- [EXERCISE OBJECTIVE]:
Pick out every line in the listing below that contains the word "marker", and copy each of those lines.

- [DATA EXCERPTS]:
::::::::

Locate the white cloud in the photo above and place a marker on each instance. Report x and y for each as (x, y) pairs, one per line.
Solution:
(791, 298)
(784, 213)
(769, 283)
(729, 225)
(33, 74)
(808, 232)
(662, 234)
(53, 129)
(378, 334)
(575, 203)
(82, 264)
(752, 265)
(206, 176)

::::::::

- [SOLUTION TO THIS EXERCISE]:
Locate the white cloud in the photo above and place a marker on each instance. Report x and y for each as (x, y) pairs, one per line.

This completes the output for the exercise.